**TASK GOAL:** Print all of the data exactly as written.

— start SUPPLIED DATA —

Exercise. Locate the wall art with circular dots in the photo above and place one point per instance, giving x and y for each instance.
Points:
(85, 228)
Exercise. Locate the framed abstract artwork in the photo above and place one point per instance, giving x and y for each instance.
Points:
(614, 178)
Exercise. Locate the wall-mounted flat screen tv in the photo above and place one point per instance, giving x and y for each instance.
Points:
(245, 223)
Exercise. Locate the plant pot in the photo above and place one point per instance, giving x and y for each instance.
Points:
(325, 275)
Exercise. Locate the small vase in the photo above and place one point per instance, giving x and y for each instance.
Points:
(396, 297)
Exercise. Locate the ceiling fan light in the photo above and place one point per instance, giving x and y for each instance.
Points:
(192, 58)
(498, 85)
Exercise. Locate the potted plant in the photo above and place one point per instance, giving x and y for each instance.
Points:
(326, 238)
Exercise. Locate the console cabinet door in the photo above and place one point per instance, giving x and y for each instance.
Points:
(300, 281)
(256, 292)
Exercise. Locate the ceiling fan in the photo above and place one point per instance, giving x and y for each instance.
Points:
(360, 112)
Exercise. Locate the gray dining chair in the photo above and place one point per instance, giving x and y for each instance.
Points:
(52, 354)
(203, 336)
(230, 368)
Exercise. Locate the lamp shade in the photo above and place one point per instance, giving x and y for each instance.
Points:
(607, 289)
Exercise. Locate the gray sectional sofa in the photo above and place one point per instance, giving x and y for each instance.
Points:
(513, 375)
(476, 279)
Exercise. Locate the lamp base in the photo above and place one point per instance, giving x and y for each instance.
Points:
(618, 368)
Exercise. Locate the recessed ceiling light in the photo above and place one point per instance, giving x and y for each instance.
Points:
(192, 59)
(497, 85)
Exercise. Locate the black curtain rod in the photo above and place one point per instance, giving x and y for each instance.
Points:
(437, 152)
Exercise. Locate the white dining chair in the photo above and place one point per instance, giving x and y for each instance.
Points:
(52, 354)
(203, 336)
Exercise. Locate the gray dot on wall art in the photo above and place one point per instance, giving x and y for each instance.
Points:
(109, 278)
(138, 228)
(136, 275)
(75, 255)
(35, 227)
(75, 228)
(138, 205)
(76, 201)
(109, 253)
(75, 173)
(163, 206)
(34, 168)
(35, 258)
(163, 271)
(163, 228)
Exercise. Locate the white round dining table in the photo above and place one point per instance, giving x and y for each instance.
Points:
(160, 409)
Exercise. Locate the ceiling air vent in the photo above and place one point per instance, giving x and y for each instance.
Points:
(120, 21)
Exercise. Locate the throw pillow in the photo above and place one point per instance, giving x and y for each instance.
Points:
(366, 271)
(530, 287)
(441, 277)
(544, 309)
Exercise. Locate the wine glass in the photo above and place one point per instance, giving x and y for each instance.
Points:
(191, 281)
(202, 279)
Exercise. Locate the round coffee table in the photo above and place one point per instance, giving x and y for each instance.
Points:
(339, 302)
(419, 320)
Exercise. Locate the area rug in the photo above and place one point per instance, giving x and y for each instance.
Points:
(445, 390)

— end SUPPLIED DATA —

**WRITTEN RESPONSE:**
Exercise. Locate the wall art with circular dots in the photo above and place one point per instance, giving x and y for each instance.
Points:
(85, 228)
Exercise. Locate the framed abstract artwork in the photo above and place one point per instance, giving x and y for each instance.
Points:
(614, 178)
Exercise. Locate the wall-mounted flat screen tv in the photo above and place one point per instance, giving x and y for each instance.
Points:
(245, 223)
Exercise. Locate the plant pot in the photo above and place one point per instance, giving x and y for each instance.
Points:
(325, 275)
Exercise. Locate the small vase in the photo above and place one point per instance, giving x and y for each instance.
Points:
(396, 297)
Exercise. Locate the ceiling fan light in the photo above and place one point per instance, giving x and y for each instance.
Points:
(192, 58)
(498, 85)
Exercise. Locate the potted plant in the photo above and place one point per instance, giving x and y for each instance.
Points:
(326, 238)
Exercise. Locate the console cabinet door in the photo above and place one point per instance, giving x and y for each instance.
Points:
(300, 281)
(256, 292)
Exercise. Locate the ceiling fan in the photo above and place one point per instance, giving x and y for each instance.
Points:
(360, 112)
Exercise. Locate the gray dining chair in the photo above and place one point per instance, giving x and y for each instance.
Points:
(52, 354)
(203, 336)
(230, 368)
Exercise. Locate the lamp shade in the photo above and place one point per instance, giving x and y for each instance.
Points:
(607, 289)
Exercise. Locate the gray sectional sofa in the photo above and place one point per instance, giving x and y for each instance.
Points:
(513, 375)
(476, 279)
Exercise. Locate the lamp base in the photo above and place one point per instance, giving x and y for each instance.
Points:
(618, 368)
Exercise. Locate the recessed ceiling light in the photo above and place one point per instance, giving x and y for each instance.
Points:
(192, 59)
(497, 85)
Exercise. Locate the black curtain rod in the photo above and place one point per instance, giving x and y for each instance.
Points:
(437, 152)
Exercise. Locate the white dining chair in the photo above and place one point per instance, giving x and y for each instance.
Points:
(52, 354)
(203, 336)
Exercise. Locate the gray dot on wall art in the photo above and place one point per instance, giving x and y for each instance.
Points:
(109, 278)
(138, 228)
(136, 275)
(75, 255)
(35, 227)
(75, 228)
(138, 205)
(76, 201)
(109, 253)
(75, 173)
(163, 206)
(34, 168)
(35, 258)
(163, 271)
(163, 228)
Exercise. Locate the white round dining table in the photo above and place one point per instance, giving x and y for each instance.
Points:
(160, 409)
Exercise. Locate the ceiling air vent in the photo above and place one point per instance, giving x and y for each instance.
Points:
(120, 21)
Exercise. Locate the throw pillow in the photo above and place one point per instance, giving x and y for each instance.
Points:
(366, 271)
(530, 287)
(441, 277)
(544, 309)
Exercise. Locate the wine glass in the photo above and place one point per instance, giving x and y for each instance.
Points:
(191, 281)
(202, 279)
Exercise. Locate the round coffee table in the photo above and place one point per instance, giving x and y for each instance.
Points:
(339, 302)
(419, 320)
Exercise. Locate the area rug in the photo above and place one point per instance, giving x and y for each instance.
Points:
(445, 390)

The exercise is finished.